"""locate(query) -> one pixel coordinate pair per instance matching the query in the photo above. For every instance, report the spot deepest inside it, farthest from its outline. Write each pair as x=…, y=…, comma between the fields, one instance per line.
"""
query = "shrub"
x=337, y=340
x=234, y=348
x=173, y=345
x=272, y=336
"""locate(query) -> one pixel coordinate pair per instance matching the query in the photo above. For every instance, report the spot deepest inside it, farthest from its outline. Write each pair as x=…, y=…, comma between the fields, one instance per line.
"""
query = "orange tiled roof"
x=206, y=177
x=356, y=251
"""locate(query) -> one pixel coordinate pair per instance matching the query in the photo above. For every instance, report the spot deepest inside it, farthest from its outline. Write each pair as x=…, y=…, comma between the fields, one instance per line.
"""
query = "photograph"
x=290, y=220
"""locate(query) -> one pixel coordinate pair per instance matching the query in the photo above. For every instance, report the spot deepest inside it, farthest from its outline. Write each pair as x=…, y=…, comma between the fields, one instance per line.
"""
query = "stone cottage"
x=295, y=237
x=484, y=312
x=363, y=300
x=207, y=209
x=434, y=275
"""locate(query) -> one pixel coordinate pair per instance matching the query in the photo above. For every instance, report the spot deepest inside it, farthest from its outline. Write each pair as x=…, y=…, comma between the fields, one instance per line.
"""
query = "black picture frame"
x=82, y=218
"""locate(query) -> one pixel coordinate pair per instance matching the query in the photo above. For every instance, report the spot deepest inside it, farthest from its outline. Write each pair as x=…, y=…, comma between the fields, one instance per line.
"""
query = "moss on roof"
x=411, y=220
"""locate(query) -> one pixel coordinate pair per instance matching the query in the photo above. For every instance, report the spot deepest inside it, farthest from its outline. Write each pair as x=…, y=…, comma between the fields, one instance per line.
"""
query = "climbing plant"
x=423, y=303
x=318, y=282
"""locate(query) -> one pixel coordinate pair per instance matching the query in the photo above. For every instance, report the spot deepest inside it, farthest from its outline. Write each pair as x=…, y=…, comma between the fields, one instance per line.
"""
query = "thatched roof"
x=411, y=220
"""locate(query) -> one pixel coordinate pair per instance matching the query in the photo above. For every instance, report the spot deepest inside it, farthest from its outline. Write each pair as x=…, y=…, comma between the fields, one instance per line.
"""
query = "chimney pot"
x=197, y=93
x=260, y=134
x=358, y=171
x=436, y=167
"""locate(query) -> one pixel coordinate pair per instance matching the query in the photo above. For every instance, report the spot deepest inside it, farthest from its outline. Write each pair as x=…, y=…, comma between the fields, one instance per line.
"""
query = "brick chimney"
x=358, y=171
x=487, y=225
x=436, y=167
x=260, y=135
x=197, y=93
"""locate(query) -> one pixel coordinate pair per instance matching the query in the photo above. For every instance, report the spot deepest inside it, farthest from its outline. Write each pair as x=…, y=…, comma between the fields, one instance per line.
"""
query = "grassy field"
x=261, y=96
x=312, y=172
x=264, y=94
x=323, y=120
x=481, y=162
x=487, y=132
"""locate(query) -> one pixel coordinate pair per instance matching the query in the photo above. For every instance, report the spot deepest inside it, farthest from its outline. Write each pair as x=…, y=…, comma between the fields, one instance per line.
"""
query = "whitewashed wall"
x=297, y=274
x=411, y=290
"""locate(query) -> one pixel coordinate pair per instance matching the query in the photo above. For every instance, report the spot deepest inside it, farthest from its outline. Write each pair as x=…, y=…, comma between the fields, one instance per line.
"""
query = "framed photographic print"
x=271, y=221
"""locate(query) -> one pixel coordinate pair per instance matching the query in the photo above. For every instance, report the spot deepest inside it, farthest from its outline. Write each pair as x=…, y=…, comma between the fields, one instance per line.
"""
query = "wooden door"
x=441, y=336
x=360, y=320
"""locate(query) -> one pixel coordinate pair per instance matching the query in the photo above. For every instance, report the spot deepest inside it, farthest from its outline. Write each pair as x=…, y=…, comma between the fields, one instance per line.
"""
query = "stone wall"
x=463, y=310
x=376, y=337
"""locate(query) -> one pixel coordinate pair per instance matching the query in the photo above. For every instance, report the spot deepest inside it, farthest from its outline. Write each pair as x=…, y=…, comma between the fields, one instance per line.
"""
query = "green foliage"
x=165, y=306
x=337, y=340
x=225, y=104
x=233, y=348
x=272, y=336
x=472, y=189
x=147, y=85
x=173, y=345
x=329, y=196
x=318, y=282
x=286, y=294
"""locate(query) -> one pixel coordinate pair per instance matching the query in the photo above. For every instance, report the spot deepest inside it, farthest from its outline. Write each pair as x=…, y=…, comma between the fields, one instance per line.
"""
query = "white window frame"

........

Task statement:
Your task is to retype the data exactly, with no line missing.

Reply:
"""locate(query) -> one pixel coordinate pair per instance matching the query in the photo above. For every instance, report the spot deepest inside it, farthest from its outline. Write each pair as x=…, y=…, comma between the fields, one instance per line.
"""
query = "shrub"
x=337, y=340
x=234, y=348
x=173, y=345
x=272, y=336
"""locate(query) -> one pixel coordinate pair per instance matching the query in the photo above. For every instance, report the spot deepest inside it, farthest from its outline. Write each pair as x=…, y=…, comma between the fields, one instance per line.
"""
query = "orange tiled roof"
x=206, y=177
x=356, y=251
"""locate(query) -> one pixel coordinate pair per instance matching the query in the photo above. For every instance, report the spot deepest inside it, farthest from its outline. Write each pair as x=…, y=…, comma between the fields, one instance per line.
"""
query = "photograph"
x=290, y=220
"""locate(query) -> one pixel coordinate pair per instance matching the query in the photo above. For every instance, report the spot deepest inside it, farthest from its outline. Write each pair as x=…, y=…, comma between the fields, one instance per line.
"""
query = "stone cottage"
x=295, y=237
x=484, y=312
x=363, y=300
x=207, y=209
x=434, y=275
"""locate(query) -> one pixel coordinate pair per instance matching the query in the photo above. For every instance, report the spot deepest inside it, farthest from its outline. Write each pair as x=…, y=…, comma between the fields, one instance per line.
"""
query = "black picture frame"
x=82, y=218
"""locate(query) -> one pixel coordinate pair per instance matching the query in the photo above. For every instance, report the spot deepest inside it, farthest from its outline. Write each pair as x=…, y=…, comma between the fields, one instance per line.
"""
query = "moss on roof"
x=411, y=220
"""locate(query) -> one pixel coordinate pair per instance matching the query in the photo above. For every instance, report the spot deepest inside it, farthest from its outline. Write each pair as x=…, y=…, comma between the fields, one instance per line.
"""
query = "climbing plant"
x=423, y=303
x=318, y=282
"""locate(query) -> one pixel coordinate pair per instance matching the query in the photo above. For every instance, report the spot deepest inside it, farthest from its outline. Write each pair as x=…, y=…, comma between the fields, one instance per line.
"""
query = "thatched roof"
x=411, y=220
"""locate(query) -> one pixel coordinate pair per instance matching the query in the photo above. For every instance, report the spot deepest inside it, farthest from its outline. Write each pair as x=…, y=…, comma between the fields, one instance per line.
"""
query = "chimney pot"
x=197, y=93
x=260, y=134
x=358, y=171
x=436, y=167
"""locate(query) -> one pixel coordinate pair per instance matching the query in the photo above. For every instance, report the spot deepest inside it, farthest from its outline. Write each pair as x=…, y=…, comma between the fields, one instance per line.
"""
query = "brick chimney"
x=358, y=171
x=487, y=225
x=436, y=167
x=260, y=135
x=197, y=93
"""locate(query) -> one pixel coordinate pair per instance matching the query in the photo above. For every instance, report the spot deepest inside it, farthest from its outline. Write each pair as x=…, y=…, comma between the fields, one instance per line.
"""
query = "grassy field"
x=261, y=96
x=312, y=172
x=264, y=94
x=323, y=120
x=481, y=162
x=487, y=132
"""locate(query) -> one pixel coordinate pair per instance matching the query in the photo above. For every instance, report the spot deepest inside it, farthest from its outline. Write each pair as x=…, y=…, comma between the fields, one instance per line.
"""
query = "whitewashed wall"
x=297, y=274
x=411, y=290
"""locate(query) -> one pixel coordinate pair per instance matching the query in the photo above. For every instance, report the spot deepest inside it, farthest from its outline. Write each pair as x=…, y=…, comma between the fields, one instance per line.
"""
query = "framed photographic print"
x=271, y=221
"""locate(query) -> one pixel coordinate pair per instance matching the query in the photo above. For every instance, report the spot deepest inside it, farthest from its outline. Write each pair as x=…, y=…, comma between the fields, one instance per line.
"""
query = "wooden door"
x=441, y=336
x=360, y=320
"""locate(query) -> one pixel coordinate pair per instance matching the query in the photo above. For every instance, report the spot deepest inside it, farthest from its outline. Write each pair as x=…, y=…, comma between the fields, one instance per line.
"""
query = "stone wall"
x=463, y=310
x=376, y=337
"""locate(query) -> one pixel coordinate pair per instance matching the query in the photo above. For every instance, report the spot deepest inside it, farthest from its outline. Write each pair as x=…, y=…, comma between the fields, one instance per line.
"""
query = "green foliage"
x=165, y=306
x=337, y=340
x=225, y=104
x=233, y=348
x=272, y=336
x=472, y=189
x=147, y=85
x=173, y=345
x=329, y=196
x=318, y=282
x=286, y=294
"""locate(query) -> one pixel coordinate pair per instance matching the query in the photo above. For every instance, report the spot deepest inside it, farthest from its outline. Write each pair as x=…, y=…, comma between the fields, one instance per line.
"""
query = "white window frame"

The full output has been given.